> WHAT YOU HAVE TO DO: The entries below must be repeated exactly. None may be skipped.

> RECORDS TO PROCESS:
====
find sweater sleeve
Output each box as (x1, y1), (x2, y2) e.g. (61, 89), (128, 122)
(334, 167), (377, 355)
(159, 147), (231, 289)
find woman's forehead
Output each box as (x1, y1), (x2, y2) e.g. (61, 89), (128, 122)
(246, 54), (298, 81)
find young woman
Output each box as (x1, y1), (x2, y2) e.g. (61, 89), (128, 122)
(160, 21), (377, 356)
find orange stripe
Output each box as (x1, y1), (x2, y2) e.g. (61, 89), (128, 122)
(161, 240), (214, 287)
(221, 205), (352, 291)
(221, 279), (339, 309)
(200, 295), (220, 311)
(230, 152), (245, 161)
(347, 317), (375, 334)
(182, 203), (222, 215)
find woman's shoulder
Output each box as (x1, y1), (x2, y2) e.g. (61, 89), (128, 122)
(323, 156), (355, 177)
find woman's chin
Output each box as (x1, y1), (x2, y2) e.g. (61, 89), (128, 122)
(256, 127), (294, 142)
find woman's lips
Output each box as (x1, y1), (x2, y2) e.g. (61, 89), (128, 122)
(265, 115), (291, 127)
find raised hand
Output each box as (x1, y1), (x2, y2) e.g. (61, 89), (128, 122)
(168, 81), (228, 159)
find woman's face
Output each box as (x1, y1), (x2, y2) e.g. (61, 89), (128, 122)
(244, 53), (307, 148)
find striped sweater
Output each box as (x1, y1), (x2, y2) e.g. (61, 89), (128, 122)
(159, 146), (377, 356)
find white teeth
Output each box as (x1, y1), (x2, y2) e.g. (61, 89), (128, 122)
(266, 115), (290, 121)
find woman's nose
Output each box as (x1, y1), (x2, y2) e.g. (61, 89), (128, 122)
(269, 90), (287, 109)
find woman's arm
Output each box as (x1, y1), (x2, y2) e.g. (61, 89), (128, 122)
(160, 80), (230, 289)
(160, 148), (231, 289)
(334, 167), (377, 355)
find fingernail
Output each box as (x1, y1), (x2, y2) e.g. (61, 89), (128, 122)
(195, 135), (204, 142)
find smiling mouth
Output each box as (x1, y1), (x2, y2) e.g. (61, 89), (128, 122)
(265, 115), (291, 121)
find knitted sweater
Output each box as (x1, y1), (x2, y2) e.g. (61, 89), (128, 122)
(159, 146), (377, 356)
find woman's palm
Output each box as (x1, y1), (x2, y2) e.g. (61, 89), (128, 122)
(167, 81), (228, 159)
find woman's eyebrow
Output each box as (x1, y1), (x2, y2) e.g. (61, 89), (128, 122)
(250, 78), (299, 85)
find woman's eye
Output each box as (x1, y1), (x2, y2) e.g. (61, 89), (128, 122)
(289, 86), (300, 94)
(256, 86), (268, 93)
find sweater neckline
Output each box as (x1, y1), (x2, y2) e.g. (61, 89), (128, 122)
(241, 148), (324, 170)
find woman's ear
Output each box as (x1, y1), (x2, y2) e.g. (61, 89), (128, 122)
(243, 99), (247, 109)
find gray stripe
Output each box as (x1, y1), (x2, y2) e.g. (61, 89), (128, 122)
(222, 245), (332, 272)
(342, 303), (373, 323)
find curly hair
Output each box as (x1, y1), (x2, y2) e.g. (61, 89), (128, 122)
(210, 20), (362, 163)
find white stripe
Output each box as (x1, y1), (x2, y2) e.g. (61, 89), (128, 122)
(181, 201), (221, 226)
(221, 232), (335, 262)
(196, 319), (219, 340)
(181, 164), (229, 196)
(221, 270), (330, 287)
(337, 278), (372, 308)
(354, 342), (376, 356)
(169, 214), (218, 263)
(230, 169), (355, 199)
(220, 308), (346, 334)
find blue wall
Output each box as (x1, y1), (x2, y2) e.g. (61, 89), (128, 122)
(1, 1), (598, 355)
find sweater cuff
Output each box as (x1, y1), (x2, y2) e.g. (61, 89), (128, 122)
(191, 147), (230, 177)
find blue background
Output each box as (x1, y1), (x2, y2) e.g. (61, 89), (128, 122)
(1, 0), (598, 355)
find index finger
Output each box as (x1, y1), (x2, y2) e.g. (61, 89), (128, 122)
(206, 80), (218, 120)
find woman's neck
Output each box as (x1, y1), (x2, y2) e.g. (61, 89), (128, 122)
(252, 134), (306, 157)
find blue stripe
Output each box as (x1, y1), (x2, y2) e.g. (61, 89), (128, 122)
====
> ANSWER SECTION:
find sweater sleeve
Output each box as (x1, y1), (x2, y2) e.g. (61, 89), (128, 122)
(334, 167), (377, 355)
(159, 147), (231, 289)
find woman's forehead
Output each box as (x1, y1), (x2, y2) e.g. (61, 89), (128, 122)
(246, 54), (298, 81)
find young woman
Output each box as (x1, y1), (x2, y2) e.g. (61, 89), (128, 122)
(160, 21), (377, 356)
find orange stripe
Output each box as (x1, y1), (x2, y2) e.g. (61, 89), (128, 122)
(161, 240), (214, 287)
(221, 205), (352, 291)
(221, 279), (339, 309)
(200, 295), (220, 311)
(230, 152), (245, 161)
(347, 317), (375, 334)
(182, 203), (222, 215)
find woman's shoulder
Output each box as (x1, y1), (x2, y2) e.g. (61, 89), (128, 122)
(323, 156), (355, 177)
find woman's chin
Output each box as (x1, y1), (x2, y2) e.g. (61, 89), (128, 122)
(256, 127), (294, 142)
find woman's lips
Output each box as (x1, y1), (x2, y2) e.g. (61, 89), (128, 122)
(265, 115), (291, 127)
find raised hand
Output each box as (x1, y1), (x2, y2) e.g. (61, 89), (128, 122)
(168, 81), (228, 159)
find woman's face
Output each box as (x1, y1), (x2, y2) e.g. (61, 89), (128, 122)
(244, 53), (307, 148)
find striped sweater
Output each box as (x1, y1), (x2, y2) e.g. (61, 89), (128, 122)
(159, 146), (377, 356)
find white teeth
Output each box as (x1, y1), (x2, y2) e.g. (61, 89), (128, 122)
(266, 115), (290, 121)
find woman's nose
Output each box as (x1, y1), (x2, y2) e.g. (61, 89), (128, 122)
(269, 90), (287, 109)
find woman's arm
Output each box as (x1, y1), (x2, y2) e.g. (61, 89), (128, 122)
(160, 80), (230, 289)
(160, 148), (231, 289)
(334, 167), (377, 355)
find fingernail
Output each box as (x1, y1), (x2, y2) e.g. (61, 89), (128, 122)
(195, 135), (204, 142)
find smiling mouth
Output each box as (x1, y1), (x2, y2) e.g. (61, 89), (128, 122)
(265, 115), (291, 121)
find knitted sweater
Output each box as (x1, y1), (x2, y2) e.g. (61, 89), (128, 122)
(159, 146), (377, 356)
find woman's palm
Output each box as (x1, y1), (x2, y2) e.g. (61, 89), (128, 122)
(167, 81), (228, 159)
find woman's eyebrow
Output each box as (x1, y1), (x2, y2) e.g. (61, 89), (128, 122)
(250, 78), (299, 85)
find woman's eye
Output each box as (x1, y1), (x2, y2) e.g. (61, 89), (128, 122)
(289, 86), (300, 94)
(256, 86), (268, 93)
find sweater neckline
Output each box as (x1, y1), (x2, y2) e.g. (61, 89), (128, 122)
(241, 148), (324, 170)
find woman's ear
Output each box as (x1, y1), (x2, y2) e.g. (61, 89), (128, 122)
(243, 99), (247, 109)
find gray stripe
Output each box as (x1, y1), (x2, y2) e.g. (61, 89), (128, 122)
(222, 245), (332, 272)
(342, 303), (373, 323)
find curly hair
Output each box as (x1, y1), (x2, y2) e.g. (61, 89), (128, 122)
(210, 20), (362, 163)
find white stripe
Output each box as (x1, y1), (x2, y2) e.g. (61, 89), (128, 122)
(181, 201), (221, 226)
(221, 232), (335, 262)
(196, 319), (219, 340)
(181, 164), (229, 196)
(221, 270), (330, 287)
(337, 278), (372, 308)
(354, 342), (376, 356)
(169, 214), (218, 263)
(230, 169), (355, 199)
(220, 308), (346, 334)
find blue wall
Output each box as (x1, y1), (x2, y2) e.g. (61, 89), (128, 122)
(1, 1), (598, 355)
find sweater cuff
Output each box as (x1, y1), (x2, y2) e.g. (61, 89), (128, 122)
(191, 147), (230, 177)
find blue background
Output each box as (x1, y1), (x2, y2) e.g. (61, 89), (128, 122)
(1, 0), (598, 355)
find index finger
Output each box as (x1, y1), (x2, y2) e.g. (61, 89), (128, 122)
(206, 80), (218, 120)
find woman's neck
Output each box as (x1, y1), (x2, y2) e.g. (61, 89), (128, 122)
(252, 134), (306, 157)
find blue stripe
Output each box as (x1, y1), (x2, y2) e.g. (61, 89), (128, 122)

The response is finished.